_WORK REQUIRED_
Give, as a numbered list, the lines from the one containing "Pin the red" through the end of the rows, both ends included. Leave out blank lines.

-- Start of LISTING --

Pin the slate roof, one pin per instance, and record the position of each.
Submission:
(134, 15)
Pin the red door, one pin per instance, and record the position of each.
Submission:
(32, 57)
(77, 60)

-- End of LISTING --

_SOLUTION TO THE PROBLEM_
1. Pin the red door, one pin per instance, and record the position of each.
2. Submission:
3. (32, 57)
4. (77, 60)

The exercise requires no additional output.